◆ **What you need to do**: Reproduce the rows running from the line that contains "Could you point out the front door" through the line that contains "(1091, 303)", both ends included, replacing "tire" with "wheel" and leaving everything else unchanged. Leave the pictures out of your answer.

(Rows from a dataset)
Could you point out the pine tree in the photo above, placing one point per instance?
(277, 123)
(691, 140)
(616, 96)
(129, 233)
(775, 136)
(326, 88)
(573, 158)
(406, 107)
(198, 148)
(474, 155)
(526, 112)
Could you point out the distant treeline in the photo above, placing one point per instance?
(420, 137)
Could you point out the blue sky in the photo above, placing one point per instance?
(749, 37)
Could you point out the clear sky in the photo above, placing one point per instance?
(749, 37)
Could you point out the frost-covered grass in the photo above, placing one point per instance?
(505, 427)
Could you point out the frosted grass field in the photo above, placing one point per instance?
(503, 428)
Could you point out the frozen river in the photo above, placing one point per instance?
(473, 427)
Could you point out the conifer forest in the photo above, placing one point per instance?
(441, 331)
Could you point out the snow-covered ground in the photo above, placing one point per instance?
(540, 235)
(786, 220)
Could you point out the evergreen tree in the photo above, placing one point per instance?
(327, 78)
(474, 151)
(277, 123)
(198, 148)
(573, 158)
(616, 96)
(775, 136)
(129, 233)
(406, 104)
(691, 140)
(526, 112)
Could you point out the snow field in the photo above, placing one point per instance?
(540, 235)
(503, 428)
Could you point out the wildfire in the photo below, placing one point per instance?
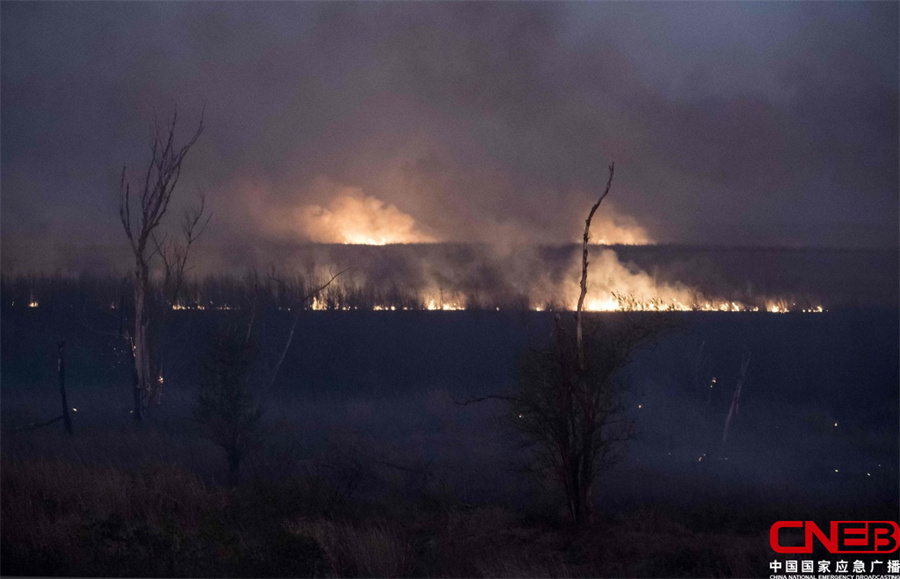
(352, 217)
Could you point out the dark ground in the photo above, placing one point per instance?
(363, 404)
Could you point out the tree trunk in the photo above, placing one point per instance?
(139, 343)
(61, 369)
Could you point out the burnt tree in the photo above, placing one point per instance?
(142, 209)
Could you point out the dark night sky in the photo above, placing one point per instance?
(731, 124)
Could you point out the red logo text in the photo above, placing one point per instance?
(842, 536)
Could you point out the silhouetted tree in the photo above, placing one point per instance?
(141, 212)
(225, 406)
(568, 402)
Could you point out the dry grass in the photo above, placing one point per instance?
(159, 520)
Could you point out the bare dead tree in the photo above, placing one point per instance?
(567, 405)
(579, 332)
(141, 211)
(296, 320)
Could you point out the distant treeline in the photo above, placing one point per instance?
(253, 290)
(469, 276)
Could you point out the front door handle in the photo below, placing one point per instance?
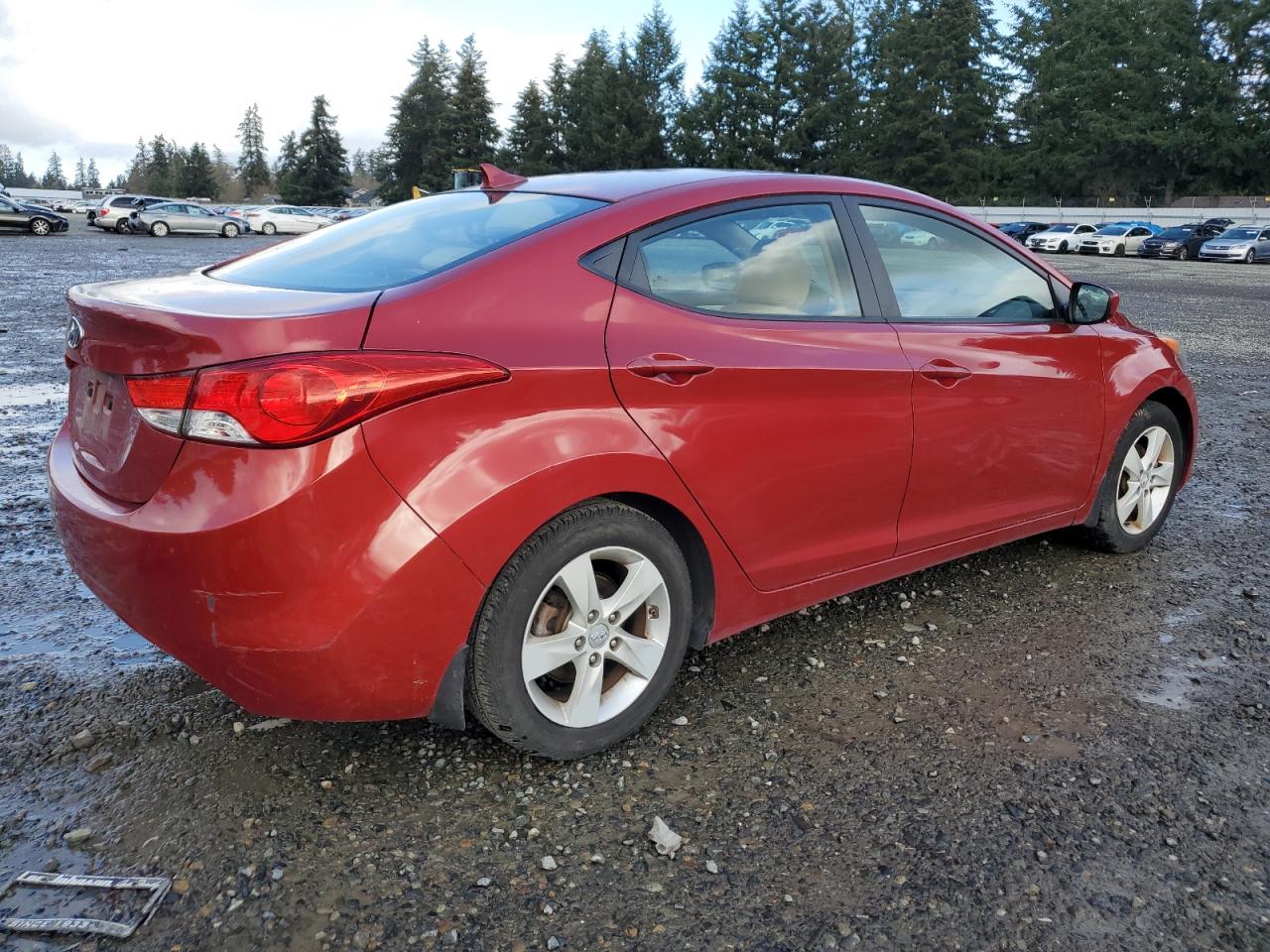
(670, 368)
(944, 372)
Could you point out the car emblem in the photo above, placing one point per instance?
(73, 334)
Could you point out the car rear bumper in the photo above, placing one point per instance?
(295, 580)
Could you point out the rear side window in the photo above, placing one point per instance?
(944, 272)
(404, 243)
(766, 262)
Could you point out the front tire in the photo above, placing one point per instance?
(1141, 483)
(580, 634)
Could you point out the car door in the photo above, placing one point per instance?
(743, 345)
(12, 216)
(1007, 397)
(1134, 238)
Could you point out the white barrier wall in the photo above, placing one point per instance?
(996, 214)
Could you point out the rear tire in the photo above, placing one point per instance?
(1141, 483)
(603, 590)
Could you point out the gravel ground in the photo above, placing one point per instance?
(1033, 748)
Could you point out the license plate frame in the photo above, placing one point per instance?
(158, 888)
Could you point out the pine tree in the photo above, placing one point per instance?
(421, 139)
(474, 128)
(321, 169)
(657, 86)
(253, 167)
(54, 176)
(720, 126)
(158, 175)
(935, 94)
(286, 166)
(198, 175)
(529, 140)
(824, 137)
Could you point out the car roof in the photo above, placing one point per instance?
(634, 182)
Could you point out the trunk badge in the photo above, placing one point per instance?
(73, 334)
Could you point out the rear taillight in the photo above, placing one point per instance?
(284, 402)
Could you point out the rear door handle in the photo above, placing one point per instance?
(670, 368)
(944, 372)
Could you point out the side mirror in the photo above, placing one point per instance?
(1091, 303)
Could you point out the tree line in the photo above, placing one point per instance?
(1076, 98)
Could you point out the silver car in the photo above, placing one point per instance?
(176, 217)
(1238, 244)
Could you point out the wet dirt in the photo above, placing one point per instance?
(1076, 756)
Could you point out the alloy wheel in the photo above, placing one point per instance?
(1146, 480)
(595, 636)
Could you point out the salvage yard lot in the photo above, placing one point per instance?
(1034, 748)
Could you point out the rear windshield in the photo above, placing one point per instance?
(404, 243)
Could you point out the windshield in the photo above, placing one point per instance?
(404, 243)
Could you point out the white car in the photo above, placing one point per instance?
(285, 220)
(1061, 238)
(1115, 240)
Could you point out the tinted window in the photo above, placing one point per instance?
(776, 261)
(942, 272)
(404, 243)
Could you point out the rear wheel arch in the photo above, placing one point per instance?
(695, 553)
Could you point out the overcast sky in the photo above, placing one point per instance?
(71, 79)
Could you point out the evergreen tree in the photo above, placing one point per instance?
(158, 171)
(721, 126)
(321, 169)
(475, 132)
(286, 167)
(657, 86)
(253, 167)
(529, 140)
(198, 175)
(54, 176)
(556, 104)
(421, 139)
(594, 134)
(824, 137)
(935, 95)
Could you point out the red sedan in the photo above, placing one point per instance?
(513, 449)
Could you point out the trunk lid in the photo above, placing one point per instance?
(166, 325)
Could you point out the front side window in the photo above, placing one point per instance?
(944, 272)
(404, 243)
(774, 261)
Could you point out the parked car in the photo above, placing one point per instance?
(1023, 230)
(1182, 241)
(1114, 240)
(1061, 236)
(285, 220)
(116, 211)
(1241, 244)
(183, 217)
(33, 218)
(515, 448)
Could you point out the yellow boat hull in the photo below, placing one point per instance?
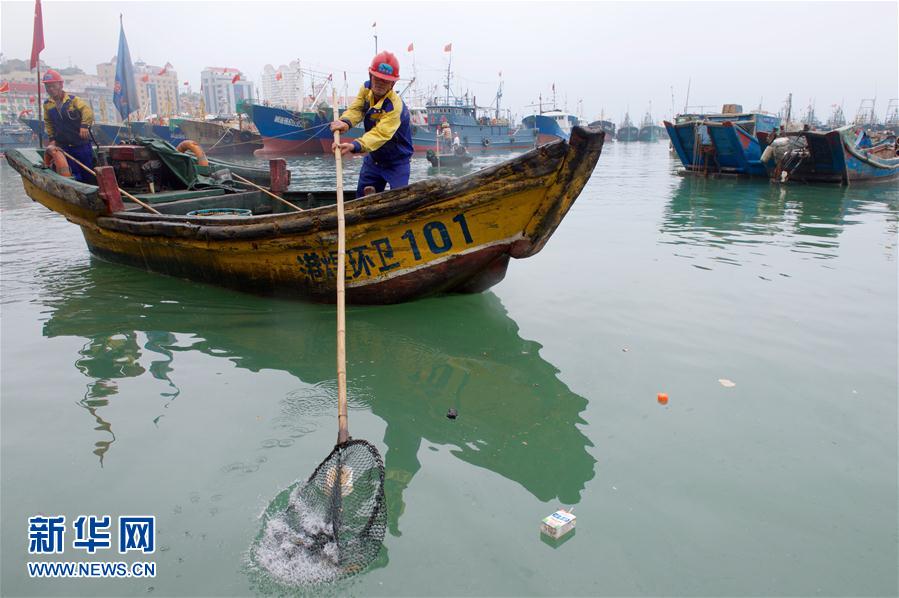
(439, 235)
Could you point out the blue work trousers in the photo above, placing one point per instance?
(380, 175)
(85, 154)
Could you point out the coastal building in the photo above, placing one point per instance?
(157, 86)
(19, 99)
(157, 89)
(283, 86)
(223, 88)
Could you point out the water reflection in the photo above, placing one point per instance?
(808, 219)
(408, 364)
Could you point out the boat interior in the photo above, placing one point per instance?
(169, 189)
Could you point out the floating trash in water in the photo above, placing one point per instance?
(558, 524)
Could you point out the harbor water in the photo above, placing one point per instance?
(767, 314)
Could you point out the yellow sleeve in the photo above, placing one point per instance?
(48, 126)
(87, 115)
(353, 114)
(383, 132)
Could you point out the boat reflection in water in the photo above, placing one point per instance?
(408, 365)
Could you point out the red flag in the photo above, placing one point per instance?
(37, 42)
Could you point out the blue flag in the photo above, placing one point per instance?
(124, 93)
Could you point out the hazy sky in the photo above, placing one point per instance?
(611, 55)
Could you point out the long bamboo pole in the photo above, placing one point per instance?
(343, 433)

==

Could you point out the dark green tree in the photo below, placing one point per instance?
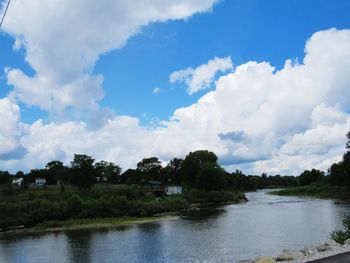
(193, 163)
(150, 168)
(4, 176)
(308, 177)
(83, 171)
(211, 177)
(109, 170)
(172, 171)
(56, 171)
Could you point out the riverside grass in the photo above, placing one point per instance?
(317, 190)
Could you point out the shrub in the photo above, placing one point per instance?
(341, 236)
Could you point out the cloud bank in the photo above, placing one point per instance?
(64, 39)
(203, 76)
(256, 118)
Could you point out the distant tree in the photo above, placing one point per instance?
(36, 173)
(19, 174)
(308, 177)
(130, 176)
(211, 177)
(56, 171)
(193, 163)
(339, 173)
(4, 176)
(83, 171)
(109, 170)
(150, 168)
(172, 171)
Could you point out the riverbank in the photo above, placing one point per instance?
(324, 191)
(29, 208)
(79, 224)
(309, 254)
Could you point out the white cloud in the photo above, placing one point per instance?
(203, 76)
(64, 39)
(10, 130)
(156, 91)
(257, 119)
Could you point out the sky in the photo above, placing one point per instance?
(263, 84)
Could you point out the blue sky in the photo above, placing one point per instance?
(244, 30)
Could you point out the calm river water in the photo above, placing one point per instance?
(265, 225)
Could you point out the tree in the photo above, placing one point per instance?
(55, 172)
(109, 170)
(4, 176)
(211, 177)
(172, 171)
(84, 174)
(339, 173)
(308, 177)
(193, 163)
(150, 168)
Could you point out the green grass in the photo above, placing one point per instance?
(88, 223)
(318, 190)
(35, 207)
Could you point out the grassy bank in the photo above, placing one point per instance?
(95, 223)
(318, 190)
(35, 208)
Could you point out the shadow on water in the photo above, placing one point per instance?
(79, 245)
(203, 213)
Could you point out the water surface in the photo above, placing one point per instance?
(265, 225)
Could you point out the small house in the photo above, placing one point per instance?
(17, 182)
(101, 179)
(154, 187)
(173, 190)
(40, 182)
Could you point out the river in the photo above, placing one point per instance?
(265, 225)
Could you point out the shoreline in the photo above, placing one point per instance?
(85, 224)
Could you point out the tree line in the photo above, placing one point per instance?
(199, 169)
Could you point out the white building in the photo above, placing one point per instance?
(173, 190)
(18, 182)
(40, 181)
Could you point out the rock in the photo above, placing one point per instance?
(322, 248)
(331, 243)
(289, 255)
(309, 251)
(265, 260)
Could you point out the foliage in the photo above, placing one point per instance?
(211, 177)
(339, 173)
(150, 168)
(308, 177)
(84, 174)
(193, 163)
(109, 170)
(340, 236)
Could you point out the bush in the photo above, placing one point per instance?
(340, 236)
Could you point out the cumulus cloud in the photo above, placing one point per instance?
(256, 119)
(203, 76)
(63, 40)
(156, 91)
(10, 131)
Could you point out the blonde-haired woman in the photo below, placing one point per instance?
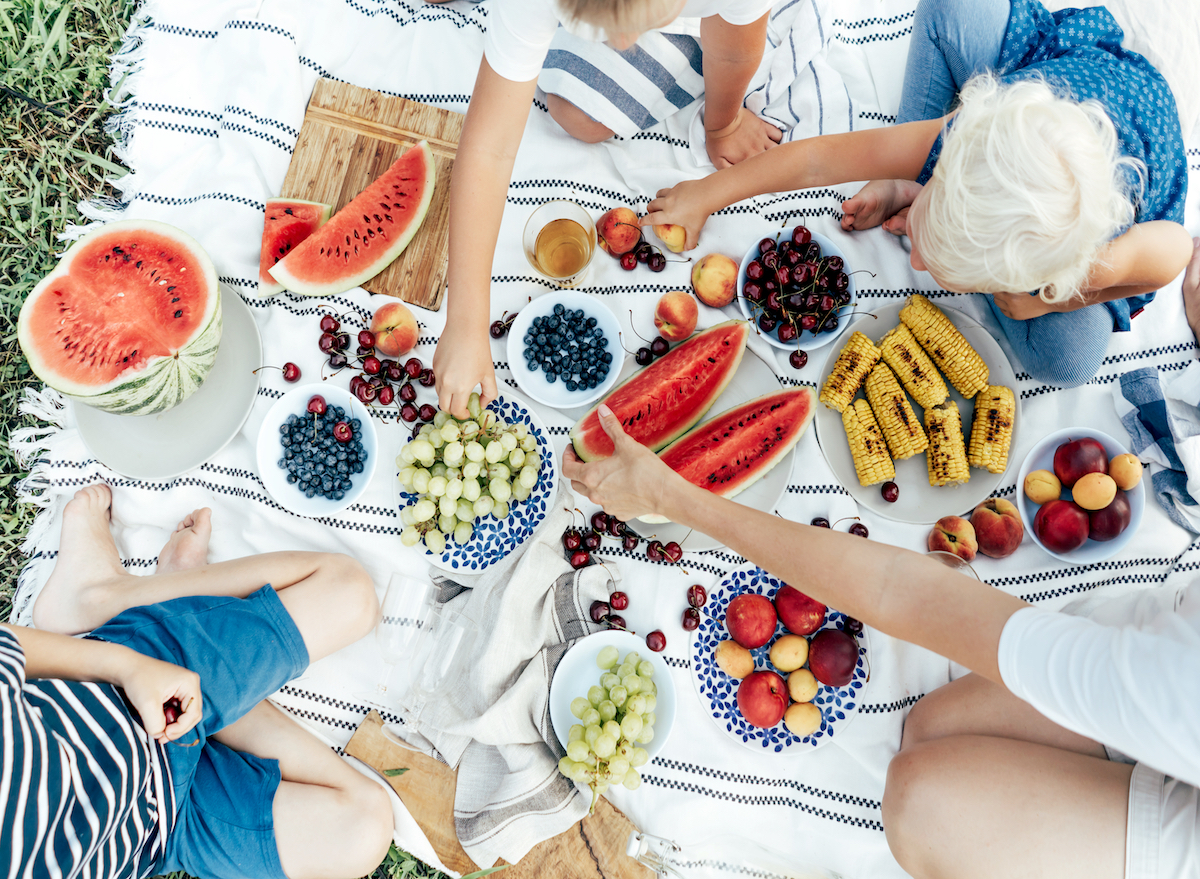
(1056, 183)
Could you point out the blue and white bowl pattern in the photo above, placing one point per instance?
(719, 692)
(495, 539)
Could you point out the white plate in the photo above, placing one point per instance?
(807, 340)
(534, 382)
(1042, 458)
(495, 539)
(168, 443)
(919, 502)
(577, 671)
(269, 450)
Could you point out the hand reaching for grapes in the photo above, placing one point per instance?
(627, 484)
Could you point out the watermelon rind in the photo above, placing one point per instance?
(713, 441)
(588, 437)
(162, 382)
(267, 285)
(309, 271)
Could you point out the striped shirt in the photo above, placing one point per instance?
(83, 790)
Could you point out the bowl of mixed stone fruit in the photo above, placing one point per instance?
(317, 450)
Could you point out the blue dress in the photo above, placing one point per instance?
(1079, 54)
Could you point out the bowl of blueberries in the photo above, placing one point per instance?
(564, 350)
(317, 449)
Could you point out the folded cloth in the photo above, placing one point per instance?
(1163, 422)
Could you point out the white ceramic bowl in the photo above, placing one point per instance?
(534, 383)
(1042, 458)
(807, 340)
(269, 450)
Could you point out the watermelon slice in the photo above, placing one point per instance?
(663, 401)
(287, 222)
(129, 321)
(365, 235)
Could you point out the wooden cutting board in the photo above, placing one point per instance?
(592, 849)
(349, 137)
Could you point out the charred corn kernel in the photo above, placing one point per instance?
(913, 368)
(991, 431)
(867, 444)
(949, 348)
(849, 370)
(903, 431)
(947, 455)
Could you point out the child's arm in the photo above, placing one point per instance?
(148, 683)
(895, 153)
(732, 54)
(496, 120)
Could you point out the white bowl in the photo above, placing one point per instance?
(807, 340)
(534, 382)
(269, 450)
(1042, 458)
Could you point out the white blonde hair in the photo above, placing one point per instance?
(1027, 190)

---

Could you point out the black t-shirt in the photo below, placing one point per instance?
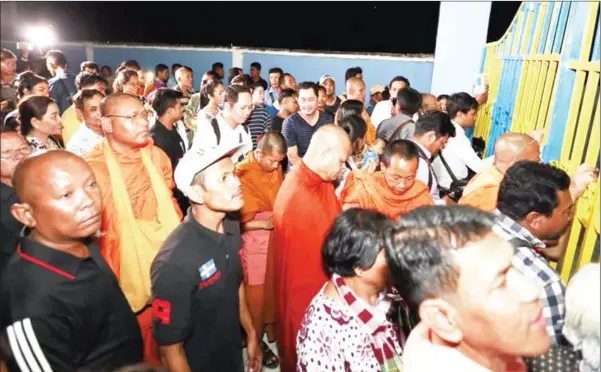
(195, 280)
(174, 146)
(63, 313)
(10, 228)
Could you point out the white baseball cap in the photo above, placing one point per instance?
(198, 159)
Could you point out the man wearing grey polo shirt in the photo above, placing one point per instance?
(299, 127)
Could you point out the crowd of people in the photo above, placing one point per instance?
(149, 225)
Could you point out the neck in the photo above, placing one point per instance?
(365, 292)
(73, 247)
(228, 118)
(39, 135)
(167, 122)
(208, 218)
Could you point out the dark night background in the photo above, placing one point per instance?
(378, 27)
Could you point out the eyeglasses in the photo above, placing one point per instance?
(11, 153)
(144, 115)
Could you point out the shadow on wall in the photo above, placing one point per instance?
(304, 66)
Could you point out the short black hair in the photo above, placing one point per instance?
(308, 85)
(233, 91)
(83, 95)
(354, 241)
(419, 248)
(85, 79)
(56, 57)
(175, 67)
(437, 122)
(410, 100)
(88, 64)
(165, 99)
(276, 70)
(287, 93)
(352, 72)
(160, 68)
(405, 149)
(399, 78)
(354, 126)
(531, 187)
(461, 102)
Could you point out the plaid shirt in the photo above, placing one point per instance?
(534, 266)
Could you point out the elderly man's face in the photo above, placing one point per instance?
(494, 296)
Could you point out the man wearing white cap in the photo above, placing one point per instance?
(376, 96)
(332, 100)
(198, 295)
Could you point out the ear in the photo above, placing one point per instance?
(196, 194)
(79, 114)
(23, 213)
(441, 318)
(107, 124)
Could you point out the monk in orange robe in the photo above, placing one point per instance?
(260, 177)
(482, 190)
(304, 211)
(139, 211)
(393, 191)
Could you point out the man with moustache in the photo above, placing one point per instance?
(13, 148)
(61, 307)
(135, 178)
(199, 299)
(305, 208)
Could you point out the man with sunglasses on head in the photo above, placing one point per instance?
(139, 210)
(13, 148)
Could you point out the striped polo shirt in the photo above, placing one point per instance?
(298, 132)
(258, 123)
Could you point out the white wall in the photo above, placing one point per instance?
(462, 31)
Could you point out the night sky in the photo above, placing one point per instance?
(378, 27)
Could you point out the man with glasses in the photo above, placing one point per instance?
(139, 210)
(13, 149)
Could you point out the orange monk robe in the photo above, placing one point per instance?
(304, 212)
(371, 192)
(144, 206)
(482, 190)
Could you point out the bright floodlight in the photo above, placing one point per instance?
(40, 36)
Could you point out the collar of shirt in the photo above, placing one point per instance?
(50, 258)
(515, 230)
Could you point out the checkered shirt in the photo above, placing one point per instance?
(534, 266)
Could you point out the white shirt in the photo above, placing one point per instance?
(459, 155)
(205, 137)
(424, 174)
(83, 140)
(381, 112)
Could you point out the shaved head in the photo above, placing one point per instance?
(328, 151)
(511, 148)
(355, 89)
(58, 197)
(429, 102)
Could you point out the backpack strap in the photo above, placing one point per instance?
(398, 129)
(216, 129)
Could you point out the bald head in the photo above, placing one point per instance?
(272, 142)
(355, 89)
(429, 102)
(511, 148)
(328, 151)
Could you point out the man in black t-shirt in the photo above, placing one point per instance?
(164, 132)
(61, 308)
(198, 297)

◆ **Result for this exercise**:
Could you point out the front door handle in the photo below, placing one point per instance?
(670, 368)
(944, 372)
Could you point out the car emblem in the photo above, placing one point per instance?
(73, 334)
Could you point out the car rear bumper in the photo above, placing one point per instance?
(295, 580)
Could you point out the rear side window in the photo above, placing one point per instance?
(944, 272)
(404, 243)
(766, 262)
Could you point out the front wheel in the photo above, placing one point per instance?
(1141, 483)
(580, 634)
Could you point out the car door in the photo above, placing one point per instance?
(743, 345)
(12, 216)
(1007, 397)
(1134, 238)
Could you point out the white barrier wall in the photo above, placing one point per instance?
(996, 214)
Could you point out the rear wheel in the photo above, placing one point per instance?
(1141, 483)
(603, 590)
Could you point out the gravel ground in the photo above, placing one point per instance?
(1033, 748)
Could you point out the license plate frame in the photo above, placing one point per instance?
(158, 888)
Could you point out the pine tree in the photo above, placing one point per instance?
(421, 139)
(474, 128)
(321, 169)
(657, 86)
(253, 167)
(54, 176)
(720, 126)
(158, 175)
(935, 94)
(286, 166)
(198, 175)
(529, 140)
(824, 137)
Could you point out the car roof in the photo above, placing one point per instance?
(634, 182)
Could you point out the trunk badge in the photo above, placing one point per instance?
(73, 334)
Could you point out the rear taillight in the photo above, placing one point per instance?
(284, 402)
Could you point out the rear door handle in the photo above, placing one point per instance?
(670, 368)
(944, 372)
Could you point out the side mirror in the photo above, placing one point per instance?
(1091, 303)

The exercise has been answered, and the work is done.